■ EXERCISE DIRECTIONS
Rewrite the records from the start through the line containing "[460,171,760,509]" as a two-column CSV with the header text,answer. Give one row for each record text and the answer that follows it, putting each in its own quoted field with line breaks replaced by spaces.

■ MATERIAL FOR THE TASK
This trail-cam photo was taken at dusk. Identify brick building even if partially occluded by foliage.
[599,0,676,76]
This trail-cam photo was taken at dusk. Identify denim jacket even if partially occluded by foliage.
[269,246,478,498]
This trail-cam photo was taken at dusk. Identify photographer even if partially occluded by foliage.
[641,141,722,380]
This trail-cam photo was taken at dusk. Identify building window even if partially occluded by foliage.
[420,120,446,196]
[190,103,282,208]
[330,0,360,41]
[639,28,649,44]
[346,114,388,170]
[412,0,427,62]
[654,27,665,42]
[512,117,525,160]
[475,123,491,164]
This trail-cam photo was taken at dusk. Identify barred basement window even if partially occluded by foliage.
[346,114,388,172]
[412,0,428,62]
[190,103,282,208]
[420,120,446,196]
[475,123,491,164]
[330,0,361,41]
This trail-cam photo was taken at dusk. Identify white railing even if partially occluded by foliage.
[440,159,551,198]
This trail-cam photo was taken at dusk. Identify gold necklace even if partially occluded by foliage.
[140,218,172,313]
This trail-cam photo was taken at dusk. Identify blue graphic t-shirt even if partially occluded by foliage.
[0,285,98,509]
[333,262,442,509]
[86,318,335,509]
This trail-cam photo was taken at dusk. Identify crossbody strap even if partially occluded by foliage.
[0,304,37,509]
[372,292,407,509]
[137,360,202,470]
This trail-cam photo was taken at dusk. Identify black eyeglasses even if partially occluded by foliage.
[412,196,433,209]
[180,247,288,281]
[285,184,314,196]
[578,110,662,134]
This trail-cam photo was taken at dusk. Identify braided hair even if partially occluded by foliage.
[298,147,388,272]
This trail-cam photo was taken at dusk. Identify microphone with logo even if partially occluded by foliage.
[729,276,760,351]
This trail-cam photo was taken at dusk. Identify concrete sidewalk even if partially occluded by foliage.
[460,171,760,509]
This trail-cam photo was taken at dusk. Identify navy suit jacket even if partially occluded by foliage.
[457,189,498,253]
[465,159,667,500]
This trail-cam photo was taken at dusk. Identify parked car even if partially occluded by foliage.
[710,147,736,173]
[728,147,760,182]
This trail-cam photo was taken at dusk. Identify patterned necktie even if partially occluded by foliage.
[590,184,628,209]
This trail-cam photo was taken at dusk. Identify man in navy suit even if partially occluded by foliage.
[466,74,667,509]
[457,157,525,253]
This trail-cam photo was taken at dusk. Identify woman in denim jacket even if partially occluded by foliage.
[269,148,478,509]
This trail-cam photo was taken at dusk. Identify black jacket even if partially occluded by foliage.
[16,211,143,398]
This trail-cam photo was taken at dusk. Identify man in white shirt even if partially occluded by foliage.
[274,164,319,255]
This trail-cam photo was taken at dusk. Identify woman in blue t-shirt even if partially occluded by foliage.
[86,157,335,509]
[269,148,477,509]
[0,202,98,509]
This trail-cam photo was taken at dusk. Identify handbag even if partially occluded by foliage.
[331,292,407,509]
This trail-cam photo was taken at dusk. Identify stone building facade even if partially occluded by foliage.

■ FINAL ANSWER
text,answer
"This trail-cam photo was taken at dusk. Identify brick building even if partially occluded by foliage.","[599,0,676,76]"
"This trail-cam photo was taken at dusk. Identify denim jacket even if partially occluded by foliage.","[269,246,478,498]"
"This trail-cam photo was taken at dusk. Identify photographer even if partially occluded by foliage.","[641,141,722,380]"
"This trail-cam photo was taken at dusk. Identify building window even if partially occluded by foliage.","[420,120,446,196] [190,103,282,208] [330,0,360,41] [639,28,649,44] [346,114,388,170] [412,0,427,62] [654,27,665,42] [512,117,525,160] [475,123,491,164]"
"This trail-cam photo was taken at dusk. Identify barred basement window even if partially occluded by foliage.","[346,114,388,172] [412,0,428,62] [190,103,282,208] [420,120,446,196] [475,123,491,164] [330,0,361,41]"
"This trail-cam photo was taken at dusk. Identify white railing even if partially occluded by foliage.","[440,159,551,198]"
"This trail-cam photo was taken at dusk. Identify gold necklace even if partially occluded by foliage.","[140,218,172,313]"
"This trail-cam photo was taken at dusk. Identify blue graphic t-shirt even if partially occluded by foliage.","[0,285,98,509] [333,262,442,509] [86,318,335,509]"
"This trail-cam photo was taken at dusk. Identify crossbody strap even if partially occluded by foliage.","[0,304,37,509] [372,292,407,509] [137,360,202,470]"
"This trail-cam photo was taken at dusk. Identify black eyeglasses even if partially occluded by foliage.","[412,196,433,209] [180,247,288,281] [285,184,314,196] [578,110,662,134]"
"This trail-cam photo was taken at dusk. Identify braided hair even if partially occluded by foliage.","[298,147,388,272]"
"This trail-cam photo was taken at dusk. Identify microphone with logo even if partially occluded by foliage.","[729,276,760,351]"
"This trail-cam photo was taken at dusk. Identify concrete sidewalk even if partially occluded by foliage.","[460,171,760,509]"